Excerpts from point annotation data

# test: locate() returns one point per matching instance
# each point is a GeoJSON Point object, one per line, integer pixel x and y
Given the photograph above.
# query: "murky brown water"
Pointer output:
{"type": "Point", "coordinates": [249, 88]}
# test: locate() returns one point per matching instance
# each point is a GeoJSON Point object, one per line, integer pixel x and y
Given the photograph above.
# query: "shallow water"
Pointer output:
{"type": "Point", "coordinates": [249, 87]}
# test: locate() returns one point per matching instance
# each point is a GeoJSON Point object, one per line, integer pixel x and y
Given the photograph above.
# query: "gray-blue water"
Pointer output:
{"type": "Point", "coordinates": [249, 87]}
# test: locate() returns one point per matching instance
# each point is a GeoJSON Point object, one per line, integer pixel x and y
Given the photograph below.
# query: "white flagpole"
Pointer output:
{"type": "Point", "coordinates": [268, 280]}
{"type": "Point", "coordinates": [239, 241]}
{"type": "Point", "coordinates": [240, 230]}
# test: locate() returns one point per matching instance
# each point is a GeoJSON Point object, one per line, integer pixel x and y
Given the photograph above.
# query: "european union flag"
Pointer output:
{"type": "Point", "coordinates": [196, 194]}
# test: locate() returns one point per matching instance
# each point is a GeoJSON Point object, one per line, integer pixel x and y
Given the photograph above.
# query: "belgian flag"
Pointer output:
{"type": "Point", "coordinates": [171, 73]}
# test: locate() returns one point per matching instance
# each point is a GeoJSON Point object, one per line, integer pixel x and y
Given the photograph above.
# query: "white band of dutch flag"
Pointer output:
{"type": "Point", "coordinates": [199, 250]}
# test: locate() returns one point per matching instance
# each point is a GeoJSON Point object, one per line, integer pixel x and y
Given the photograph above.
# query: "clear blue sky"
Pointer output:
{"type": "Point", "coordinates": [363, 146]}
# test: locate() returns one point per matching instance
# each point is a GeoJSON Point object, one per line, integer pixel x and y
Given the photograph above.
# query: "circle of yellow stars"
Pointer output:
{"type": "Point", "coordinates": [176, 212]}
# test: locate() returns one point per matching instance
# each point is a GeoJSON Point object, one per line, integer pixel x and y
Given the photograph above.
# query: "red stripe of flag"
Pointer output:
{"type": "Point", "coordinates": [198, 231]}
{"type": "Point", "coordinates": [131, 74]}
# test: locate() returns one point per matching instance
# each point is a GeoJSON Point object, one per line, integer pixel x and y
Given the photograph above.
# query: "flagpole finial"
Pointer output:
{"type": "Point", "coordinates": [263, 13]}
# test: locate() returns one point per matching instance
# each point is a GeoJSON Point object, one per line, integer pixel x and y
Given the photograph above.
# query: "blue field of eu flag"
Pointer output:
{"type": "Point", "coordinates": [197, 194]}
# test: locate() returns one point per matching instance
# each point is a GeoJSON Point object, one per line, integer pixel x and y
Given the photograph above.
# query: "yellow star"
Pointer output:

WHAT IS ASKED
Write out every record verbatim.

FULL SOLUTION
# test: locate() returns one point per matching instance
# each point is a GeoJSON Point object, one per line, integer pixel x and y
Given the photograph above.
# query: "murky brown water"
Pointer output:
{"type": "Point", "coordinates": [249, 88]}
# test: locate() returns one point per matching instance
# each point is a GeoJSON Point object, one per line, integer pixel x and y
Given the photograph above.
# query: "shallow water"
Pointer output:
{"type": "Point", "coordinates": [249, 87]}
# test: locate() returns one point per matching instance
# each point is a GeoJSON Point object, one per line, integer pixel x and y
Given the photograph above.
# query: "gray-blue water"
Pointer output:
{"type": "Point", "coordinates": [249, 87]}
# test: locate() returns one point per matching instance
# each point is a GeoJSON Point object, one per line, integer pixel x and y
Given the photograph below.
# query: "white flagpole"
Pointer output:
{"type": "Point", "coordinates": [268, 280]}
{"type": "Point", "coordinates": [239, 241]}
{"type": "Point", "coordinates": [240, 230]}
# test: locate() returns one point per matching instance
# each point is a GeoJSON Point object, one per line, integer pixel x and y
Given the photograph above.
# query: "european union flag"
Pointer output:
{"type": "Point", "coordinates": [196, 194]}
# test: locate() returns one point per matching instance
# each point is a GeoJSON Point object, one per line, integer pixel x and y
Given the photograph above.
# query: "belgian flag"
Pointer output:
{"type": "Point", "coordinates": [171, 73]}
# test: locate() returns one point per matching instance
# each point is a GeoJSON Point object, one per line, integer pixel x and y
Given the photograph above.
# query: "white band of dutch flag"
Pointer output:
{"type": "Point", "coordinates": [199, 250]}
# test: locate() returns one point per matching instance
# each point is a GeoJSON Point object, one per line, integer pixel x and y
Given the photograph above.
# query: "clear blue sky"
Pointer output:
{"type": "Point", "coordinates": [363, 146]}
# test: locate() returns one point per matching instance
# each point is a GeoJSON Point object, one per line, integer pixel x and y
Given the photograph above.
# query: "circle of yellow stars"
Pointer output:
{"type": "Point", "coordinates": [176, 212]}
# test: locate() returns one point per matching instance
# each point is a GeoJSON Point object, one per line, integer pixel x and y
Given the photograph above.
# query: "red stripe of flag"
Pointer output:
{"type": "Point", "coordinates": [198, 231]}
{"type": "Point", "coordinates": [131, 74]}
# test: locate() returns one point per matching instance
# each point is a GeoJSON Point object, one per line, integer pixel x and y
Given the photograph above.
# query: "flagpole finial"
Pointer output:
{"type": "Point", "coordinates": [263, 13]}
# test: locate() returns one point per matching instance
# each point is a GeoJSON Point object, one per line, integer pixel x and y
Given the photograph above.
# query: "blue field of eu flag"
Pointer output:
{"type": "Point", "coordinates": [197, 194]}
# test: locate() returns one point per matching instance
# each point is a GeoJSON Point object, one per line, integer pixel x and y
Given the photograph above.
# query: "yellow star"
Pointer output:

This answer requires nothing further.